#### What is being asked
Please copy out every line of the data word for word.

#### Dataset content
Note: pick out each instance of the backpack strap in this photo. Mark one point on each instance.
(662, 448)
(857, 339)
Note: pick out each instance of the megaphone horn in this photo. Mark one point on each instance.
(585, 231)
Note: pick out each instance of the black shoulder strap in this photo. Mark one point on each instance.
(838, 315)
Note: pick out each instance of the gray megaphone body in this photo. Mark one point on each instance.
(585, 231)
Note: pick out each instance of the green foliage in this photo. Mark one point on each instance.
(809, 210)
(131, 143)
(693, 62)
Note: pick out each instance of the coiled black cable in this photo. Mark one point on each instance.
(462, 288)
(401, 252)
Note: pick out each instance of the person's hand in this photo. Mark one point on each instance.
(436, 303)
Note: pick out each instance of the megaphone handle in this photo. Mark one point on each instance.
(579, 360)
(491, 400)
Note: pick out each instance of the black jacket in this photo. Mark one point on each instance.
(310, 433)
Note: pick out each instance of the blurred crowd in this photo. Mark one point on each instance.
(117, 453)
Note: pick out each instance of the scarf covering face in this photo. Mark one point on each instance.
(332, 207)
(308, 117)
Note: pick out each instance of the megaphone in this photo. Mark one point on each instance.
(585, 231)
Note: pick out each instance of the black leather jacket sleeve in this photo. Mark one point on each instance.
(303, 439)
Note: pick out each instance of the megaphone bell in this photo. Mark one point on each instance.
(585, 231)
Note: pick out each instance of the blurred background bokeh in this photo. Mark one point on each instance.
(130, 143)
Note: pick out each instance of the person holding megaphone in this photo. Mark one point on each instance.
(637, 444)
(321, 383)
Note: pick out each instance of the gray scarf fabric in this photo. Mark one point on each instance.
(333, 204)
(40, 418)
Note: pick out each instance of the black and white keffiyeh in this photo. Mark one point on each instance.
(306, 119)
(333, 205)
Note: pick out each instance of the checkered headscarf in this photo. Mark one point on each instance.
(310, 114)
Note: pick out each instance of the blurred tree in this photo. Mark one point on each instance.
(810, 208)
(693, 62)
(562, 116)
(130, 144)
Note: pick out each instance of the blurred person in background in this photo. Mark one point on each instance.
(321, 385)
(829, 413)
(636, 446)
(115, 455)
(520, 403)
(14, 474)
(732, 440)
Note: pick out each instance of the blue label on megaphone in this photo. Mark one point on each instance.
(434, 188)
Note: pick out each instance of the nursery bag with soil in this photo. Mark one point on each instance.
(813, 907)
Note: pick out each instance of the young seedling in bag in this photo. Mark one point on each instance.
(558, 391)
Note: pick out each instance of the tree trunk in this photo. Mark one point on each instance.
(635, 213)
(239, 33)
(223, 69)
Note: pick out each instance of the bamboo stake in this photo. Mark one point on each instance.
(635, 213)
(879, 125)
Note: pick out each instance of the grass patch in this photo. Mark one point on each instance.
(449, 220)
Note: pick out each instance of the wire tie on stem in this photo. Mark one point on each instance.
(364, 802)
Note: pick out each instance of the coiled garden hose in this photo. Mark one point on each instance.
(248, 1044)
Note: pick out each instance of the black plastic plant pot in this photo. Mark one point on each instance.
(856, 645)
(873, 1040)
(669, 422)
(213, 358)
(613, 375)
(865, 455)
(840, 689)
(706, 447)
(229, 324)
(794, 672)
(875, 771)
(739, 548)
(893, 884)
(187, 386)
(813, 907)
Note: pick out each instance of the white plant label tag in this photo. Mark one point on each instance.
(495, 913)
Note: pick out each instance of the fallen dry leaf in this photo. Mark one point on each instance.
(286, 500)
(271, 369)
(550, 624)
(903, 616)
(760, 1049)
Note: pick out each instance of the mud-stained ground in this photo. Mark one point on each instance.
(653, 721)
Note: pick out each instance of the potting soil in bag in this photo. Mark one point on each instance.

#### Response to this exercise
Note: pick out each instance of the backpack strap in this photo. Mark one point on each instance.
(662, 448)
(857, 339)
Note: pick out each instance of the megaphone horn in this photo. Mark one point on each instance.
(585, 231)
Note: pick out each instance of the black shoulder strap in this photo. Mark one point on each instance.
(838, 315)
Note: pick out each instance of the gray megaphone body in this photo. Mark one point on each instance.
(585, 231)
Note: pick out each instance of the green foliage in this photo. Mark one point on each instance.
(809, 210)
(131, 143)
(693, 62)
Note: pick out each instance of the coiled black cable in this photo. Mark one point on each instance.
(462, 288)
(401, 252)
Note: pick out each instance of the person's hand in this photo. Mark one point on each instance.
(436, 303)
Note: pick out each instance of the megaphone handle in this photo. Mark one point on each instance.
(579, 360)
(491, 400)
Note: pick out each instance of the black jacket in this photo. Mark one point on each instance.
(310, 433)
Note: pick out each instance of the blurred crowd in this photo. Mark one point on each instance.
(117, 453)
Note: pick out each instance of the scarf covering face in this photo. Mark one point on each instance.
(332, 207)
(308, 117)
Note: pick out each instance of the megaphone in this photo. Mark one point on each instance.
(585, 231)
Note: pick out each instance of the black leather jacket sleeve in this photo. Mark one point on each instance.
(303, 439)
Note: pick out each instance of the megaphone bell in this photo. Mark one point on each instance.
(585, 231)
Note: pick out each instance of the blurred background bokeh in this photo. Mark one point on each instance.
(130, 143)
Note: pick out each instance of the person holding megaphone in this photo. Mark one point on each instance.
(637, 444)
(321, 383)
Note: pick out each instance of the gray scarf fabric in this photo. Mark one point on each instance.
(333, 204)
(40, 418)
Note: pick out each instance of the black and white keffiyeh in this photo. Mark one point on each instance.
(306, 119)
(333, 205)
Note: pick out each instance of the checkered headscarf in this photo. Mark one point on each instance.
(310, 114)
Note: pick out each instance of the blurred tree in this photo. Mark one point on each instance.
(810, 208)
(693, 62)
(562, 116)
(130, 144)
Note: pick out each instance of the blurred person in background in this photo. Mark one point on each instance.
(321, 385)
(829, 413)
(636, 446)
(115, 455)
(520, 403)
(14, 474)
(732, 440)
Note: pick out each instance of the blue label on megaphone in this photo. Mark one point on each instance.
(434, 188)
Note: pick out each instance of the nursery bag with soil in this photo. Mark one point on each instance.
(813, 907)
Note: pick out each instance of the young seedling in bag in this photo. Mark one point on each instance.
(558, 391)
Note: pick out each instance of the tree trunk in this photo. Mark one point on each instance.
(635, 213)
(239, 33)
(223, 69)
Note: pick out each instance of the bamboo stake in this photo. Mark one point on each instance.
(635, 213)
(879, 125)
Note: pick out each instance of the grass patch in this photo. Mark one point on each instance.
(449, 220)
Note: pick out each instance of the wire tie on stem in this photo. Mark one point on each instance.
(364, 802)
Note: pick out each instance of the coiled garden hose in this photo. Mark one point on each instance.
(248, 1044)
Note: pick out each instance of the black plastic plant pot in this photo. Mark one point on each instance.
(856, 645)
(873, 1040)
(669, 422)
(213, 358)
(613, 375)
(865, 455)
(840, 689)
(706, 447)
(229, 324)
(794, 672)
(875, 771)
(739, 548)
(893, 884)
(187, 386)
(813, 907)
Note: pick out each instance of the white plant label tag in this photo. Mark one point on each instance.
(495, 913)
Note: pick out each instance of the fallen dry leaf in this photo. Mark one point on each instance.
(286, 500)
(271, 369)
(550, 624)
(903, 616)
(760, 1049)
Note: pick out each instance of the mud-stained ground in this photo. Mark one point on each instance.
(653, 721)
Note: pick out each instance of the potting soil in bag in this photo. Mark one point on each instance.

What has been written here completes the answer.